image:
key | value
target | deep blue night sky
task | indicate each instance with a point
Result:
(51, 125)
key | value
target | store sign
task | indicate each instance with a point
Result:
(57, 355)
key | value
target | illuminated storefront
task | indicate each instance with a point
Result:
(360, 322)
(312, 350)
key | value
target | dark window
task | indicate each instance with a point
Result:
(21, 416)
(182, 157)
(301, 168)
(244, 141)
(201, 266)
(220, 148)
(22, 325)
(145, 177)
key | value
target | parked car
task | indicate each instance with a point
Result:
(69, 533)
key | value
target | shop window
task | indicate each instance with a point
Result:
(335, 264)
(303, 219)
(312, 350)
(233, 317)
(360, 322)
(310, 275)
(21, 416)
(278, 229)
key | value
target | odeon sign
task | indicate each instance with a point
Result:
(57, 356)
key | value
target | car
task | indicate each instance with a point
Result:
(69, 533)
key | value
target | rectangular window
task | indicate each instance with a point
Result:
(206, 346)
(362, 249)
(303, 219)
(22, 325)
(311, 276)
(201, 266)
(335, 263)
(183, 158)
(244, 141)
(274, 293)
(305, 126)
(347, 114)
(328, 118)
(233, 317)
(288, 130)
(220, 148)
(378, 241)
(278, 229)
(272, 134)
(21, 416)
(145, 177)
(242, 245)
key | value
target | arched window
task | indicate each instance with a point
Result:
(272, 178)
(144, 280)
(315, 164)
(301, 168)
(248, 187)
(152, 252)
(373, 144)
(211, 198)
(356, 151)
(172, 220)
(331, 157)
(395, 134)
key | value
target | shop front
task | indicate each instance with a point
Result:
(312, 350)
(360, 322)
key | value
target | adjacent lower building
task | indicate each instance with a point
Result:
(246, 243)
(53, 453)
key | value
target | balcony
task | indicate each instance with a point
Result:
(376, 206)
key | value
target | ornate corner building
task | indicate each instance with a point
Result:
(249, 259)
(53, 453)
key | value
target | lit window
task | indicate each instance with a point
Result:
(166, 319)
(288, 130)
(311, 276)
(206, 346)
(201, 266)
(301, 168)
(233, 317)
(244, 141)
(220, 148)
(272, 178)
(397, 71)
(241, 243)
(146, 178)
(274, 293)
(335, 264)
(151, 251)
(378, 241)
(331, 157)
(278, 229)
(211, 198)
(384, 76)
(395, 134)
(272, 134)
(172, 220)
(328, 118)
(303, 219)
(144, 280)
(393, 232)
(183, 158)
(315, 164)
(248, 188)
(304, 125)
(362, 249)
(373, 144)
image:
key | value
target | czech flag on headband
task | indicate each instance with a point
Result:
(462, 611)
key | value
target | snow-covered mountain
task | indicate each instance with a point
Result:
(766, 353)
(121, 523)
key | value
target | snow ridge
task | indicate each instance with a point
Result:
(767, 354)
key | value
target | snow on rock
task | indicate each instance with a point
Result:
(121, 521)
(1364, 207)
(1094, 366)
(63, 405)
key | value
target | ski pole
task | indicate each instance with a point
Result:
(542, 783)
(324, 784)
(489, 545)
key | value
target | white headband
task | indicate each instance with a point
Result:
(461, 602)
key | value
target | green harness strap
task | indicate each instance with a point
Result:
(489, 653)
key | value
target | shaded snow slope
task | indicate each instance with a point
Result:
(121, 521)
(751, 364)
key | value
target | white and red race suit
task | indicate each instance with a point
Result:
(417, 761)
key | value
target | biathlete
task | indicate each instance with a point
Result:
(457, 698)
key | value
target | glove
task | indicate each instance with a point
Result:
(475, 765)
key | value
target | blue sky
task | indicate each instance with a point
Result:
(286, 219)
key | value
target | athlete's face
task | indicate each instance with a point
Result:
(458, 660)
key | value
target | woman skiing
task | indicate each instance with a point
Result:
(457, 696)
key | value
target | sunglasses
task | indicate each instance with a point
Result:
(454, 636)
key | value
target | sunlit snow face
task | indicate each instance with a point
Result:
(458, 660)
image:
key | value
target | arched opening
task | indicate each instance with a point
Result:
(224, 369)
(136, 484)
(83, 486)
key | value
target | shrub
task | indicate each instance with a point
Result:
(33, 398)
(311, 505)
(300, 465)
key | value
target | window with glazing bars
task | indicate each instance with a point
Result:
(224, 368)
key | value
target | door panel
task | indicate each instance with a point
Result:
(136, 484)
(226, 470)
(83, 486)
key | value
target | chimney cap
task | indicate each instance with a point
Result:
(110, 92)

===

» Requirement: Look through the listing, and copy each line that contains the word "building".

» Problem solution:
target | adjacent lower building
target | ornate corner building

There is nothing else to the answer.